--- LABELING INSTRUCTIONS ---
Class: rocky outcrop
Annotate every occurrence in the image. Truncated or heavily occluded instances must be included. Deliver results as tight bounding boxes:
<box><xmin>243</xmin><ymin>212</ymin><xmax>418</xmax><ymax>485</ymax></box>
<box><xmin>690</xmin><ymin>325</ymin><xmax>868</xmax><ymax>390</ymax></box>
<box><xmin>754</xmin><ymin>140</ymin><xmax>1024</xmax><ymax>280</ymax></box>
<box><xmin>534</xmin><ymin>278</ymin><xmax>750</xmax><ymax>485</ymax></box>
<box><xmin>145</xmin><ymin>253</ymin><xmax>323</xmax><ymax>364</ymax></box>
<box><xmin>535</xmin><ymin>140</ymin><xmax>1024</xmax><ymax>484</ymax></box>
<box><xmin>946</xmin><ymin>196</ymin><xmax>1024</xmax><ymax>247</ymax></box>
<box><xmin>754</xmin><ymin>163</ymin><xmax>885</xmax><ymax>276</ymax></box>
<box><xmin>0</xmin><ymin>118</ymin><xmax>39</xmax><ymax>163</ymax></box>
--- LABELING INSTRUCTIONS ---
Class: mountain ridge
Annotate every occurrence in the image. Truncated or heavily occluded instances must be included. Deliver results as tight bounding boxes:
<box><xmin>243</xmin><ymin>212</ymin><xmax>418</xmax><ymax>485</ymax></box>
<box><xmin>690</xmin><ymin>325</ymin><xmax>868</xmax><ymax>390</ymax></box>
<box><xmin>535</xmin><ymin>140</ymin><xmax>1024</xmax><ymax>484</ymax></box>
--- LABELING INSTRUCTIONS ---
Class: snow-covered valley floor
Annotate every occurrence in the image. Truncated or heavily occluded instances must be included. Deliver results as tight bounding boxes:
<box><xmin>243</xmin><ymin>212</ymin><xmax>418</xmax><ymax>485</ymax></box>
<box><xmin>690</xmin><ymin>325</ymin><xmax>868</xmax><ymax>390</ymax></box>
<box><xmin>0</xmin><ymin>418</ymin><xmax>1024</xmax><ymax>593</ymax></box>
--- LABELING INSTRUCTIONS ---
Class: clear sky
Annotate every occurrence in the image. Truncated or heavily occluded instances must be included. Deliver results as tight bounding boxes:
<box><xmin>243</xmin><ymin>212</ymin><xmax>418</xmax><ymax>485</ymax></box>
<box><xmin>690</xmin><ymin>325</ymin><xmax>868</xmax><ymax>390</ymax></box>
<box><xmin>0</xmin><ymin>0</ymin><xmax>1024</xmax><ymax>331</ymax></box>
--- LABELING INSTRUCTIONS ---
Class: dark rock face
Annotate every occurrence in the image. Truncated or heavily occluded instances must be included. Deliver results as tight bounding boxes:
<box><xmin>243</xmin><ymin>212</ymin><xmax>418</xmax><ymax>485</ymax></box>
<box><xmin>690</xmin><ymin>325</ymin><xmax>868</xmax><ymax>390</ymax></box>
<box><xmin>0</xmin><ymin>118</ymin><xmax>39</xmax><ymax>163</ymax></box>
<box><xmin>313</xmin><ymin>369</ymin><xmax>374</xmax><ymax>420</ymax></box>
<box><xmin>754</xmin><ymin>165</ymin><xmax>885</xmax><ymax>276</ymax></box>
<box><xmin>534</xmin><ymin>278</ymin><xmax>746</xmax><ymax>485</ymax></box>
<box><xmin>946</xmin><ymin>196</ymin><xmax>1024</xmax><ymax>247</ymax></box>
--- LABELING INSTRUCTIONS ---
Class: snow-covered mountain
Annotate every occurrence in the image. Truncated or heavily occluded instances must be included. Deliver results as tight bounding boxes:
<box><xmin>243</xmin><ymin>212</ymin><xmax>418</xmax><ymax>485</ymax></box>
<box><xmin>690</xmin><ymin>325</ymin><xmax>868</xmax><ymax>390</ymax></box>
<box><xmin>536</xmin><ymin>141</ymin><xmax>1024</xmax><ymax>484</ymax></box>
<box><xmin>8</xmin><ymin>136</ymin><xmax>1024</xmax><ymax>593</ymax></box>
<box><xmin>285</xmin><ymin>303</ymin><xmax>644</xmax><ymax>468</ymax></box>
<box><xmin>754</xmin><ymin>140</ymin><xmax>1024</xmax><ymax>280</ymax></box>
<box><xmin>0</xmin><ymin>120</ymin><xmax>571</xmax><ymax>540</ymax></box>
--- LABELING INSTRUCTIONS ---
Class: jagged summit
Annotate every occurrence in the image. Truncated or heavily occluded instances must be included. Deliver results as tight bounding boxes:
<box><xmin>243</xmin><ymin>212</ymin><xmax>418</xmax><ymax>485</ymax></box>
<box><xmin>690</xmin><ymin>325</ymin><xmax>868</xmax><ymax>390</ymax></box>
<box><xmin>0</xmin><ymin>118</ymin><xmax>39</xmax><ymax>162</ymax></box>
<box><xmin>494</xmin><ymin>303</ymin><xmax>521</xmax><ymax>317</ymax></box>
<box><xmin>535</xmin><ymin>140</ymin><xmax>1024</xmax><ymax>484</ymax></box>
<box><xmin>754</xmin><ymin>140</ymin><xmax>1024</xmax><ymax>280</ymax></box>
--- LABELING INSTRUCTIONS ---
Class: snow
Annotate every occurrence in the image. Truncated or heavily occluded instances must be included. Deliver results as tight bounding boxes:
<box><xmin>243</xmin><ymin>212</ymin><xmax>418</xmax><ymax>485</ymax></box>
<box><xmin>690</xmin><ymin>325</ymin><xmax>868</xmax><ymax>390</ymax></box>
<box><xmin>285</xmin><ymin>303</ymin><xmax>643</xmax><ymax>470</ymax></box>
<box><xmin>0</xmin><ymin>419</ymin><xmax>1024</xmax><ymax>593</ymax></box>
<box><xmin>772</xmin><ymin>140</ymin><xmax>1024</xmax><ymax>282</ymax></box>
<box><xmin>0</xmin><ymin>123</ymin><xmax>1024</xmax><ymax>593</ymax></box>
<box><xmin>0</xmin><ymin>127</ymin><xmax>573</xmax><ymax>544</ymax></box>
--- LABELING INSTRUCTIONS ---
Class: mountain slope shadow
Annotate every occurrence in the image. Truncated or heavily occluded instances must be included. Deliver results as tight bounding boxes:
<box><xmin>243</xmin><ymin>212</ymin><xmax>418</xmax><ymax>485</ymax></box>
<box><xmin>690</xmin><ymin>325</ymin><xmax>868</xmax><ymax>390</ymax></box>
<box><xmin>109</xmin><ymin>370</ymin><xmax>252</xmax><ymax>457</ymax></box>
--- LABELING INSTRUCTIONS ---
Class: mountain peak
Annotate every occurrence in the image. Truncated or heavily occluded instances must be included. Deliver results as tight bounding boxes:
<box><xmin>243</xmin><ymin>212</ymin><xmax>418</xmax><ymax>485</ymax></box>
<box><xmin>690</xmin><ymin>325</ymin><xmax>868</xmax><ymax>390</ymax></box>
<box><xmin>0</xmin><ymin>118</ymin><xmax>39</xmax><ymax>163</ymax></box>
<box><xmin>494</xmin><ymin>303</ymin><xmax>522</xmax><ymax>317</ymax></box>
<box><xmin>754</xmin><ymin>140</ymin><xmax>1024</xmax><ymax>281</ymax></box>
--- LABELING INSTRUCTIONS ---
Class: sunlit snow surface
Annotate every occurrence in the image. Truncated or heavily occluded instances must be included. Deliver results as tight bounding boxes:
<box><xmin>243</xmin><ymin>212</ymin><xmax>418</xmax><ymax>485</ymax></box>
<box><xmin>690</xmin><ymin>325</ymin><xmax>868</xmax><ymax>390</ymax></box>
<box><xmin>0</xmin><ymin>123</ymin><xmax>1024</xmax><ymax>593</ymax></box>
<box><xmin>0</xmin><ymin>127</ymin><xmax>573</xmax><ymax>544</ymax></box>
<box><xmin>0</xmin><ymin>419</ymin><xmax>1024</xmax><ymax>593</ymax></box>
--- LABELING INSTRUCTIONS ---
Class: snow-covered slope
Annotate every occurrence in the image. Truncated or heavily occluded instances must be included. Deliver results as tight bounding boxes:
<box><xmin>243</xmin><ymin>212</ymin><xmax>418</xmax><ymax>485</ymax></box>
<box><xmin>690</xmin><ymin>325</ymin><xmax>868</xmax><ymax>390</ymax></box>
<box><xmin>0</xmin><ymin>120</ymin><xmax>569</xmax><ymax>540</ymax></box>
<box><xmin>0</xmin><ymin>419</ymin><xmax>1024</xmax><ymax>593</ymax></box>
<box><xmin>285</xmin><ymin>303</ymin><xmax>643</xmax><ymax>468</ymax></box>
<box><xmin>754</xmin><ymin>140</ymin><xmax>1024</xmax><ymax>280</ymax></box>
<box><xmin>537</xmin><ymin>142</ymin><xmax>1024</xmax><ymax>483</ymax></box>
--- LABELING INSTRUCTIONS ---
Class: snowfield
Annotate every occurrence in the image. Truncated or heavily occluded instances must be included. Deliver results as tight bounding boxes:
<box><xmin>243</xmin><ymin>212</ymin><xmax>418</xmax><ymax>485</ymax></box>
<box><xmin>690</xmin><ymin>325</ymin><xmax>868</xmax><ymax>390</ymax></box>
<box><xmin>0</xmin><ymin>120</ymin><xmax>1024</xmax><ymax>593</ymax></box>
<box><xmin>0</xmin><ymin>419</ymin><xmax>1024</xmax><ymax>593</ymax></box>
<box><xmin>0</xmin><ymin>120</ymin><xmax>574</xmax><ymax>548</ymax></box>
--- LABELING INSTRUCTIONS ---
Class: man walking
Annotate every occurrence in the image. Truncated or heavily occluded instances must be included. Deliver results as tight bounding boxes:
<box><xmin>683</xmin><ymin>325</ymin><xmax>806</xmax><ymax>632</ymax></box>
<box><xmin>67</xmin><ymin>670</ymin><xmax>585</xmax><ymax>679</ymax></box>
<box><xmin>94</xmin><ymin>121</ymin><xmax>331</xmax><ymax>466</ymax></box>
::::
Show every line of the entries above that contains the word "covered".

Class: snow-covered valley floor
Class: snow-covered mountain
Class: snow-covered slope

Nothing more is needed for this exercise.